__Reading text__:
----------------

A Vision for Scotland’s universities in 2030

Alastair Sim, Director of Universities Scotland, takes the long view and sets out our ambition for Scotland’s higher education sector in 2030:

Graduation season is the perfect time to launch our Vision for Scottish higher education in 2030 because graduations represent a springboard into the future and a time full of optimism and energy. That’s what our Vision represents too. As a sector of 19 universities and higher education institutions we need to look beyond the continued Brexit uncertainties that have dogged almost all policy and funding decisions for the the past couple of years, re-focus on our purpose and set our sights on where we want to be ten years from now.

Our Vision is that in 2030, Scotland’s higher education sector is:

  • A world leader in education, research and innovation.
  • A vital source of Scotland’s strength’s in a competitive, connected and collaborative world.
  • A core part of Scotland’s identity as a prosperous, inclusive and outward-looking nation.

----------------

__Description of the task__:
Rewrite the passage on Scotland's universities from the words "A Vision for" through "years from now.", swapping "springboard" for "launchpad".

__Supplied material__:
----------------

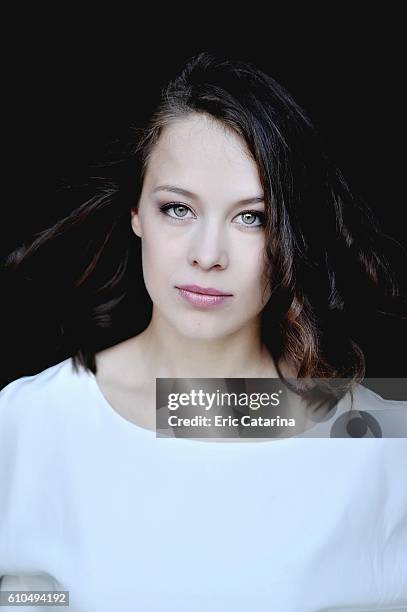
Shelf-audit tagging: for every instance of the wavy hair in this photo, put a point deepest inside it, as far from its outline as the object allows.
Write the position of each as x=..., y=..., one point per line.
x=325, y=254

----------------

__Correct response__:
A Vision for Scotland’s universities in 2030

Alastair Sim, Director of Universities Scotland, takes the long view and sets out our ambition for Scotland’s higher education sector in 2030:

Graduation season is the perfect time to launch our Vision for Scottish higher education in 2030 because graduations represent a launchpad into the future and a time full of optimism and energy. That’s what our Vision represents too. As a sector of 19 universities and higher education institutions we need to look beyond the continued Brexit uncertainties that have dogged almost all policy and funding decisions for the the past couple of years, re-focus on our purpose and set our sights on where we want to be ten years from now.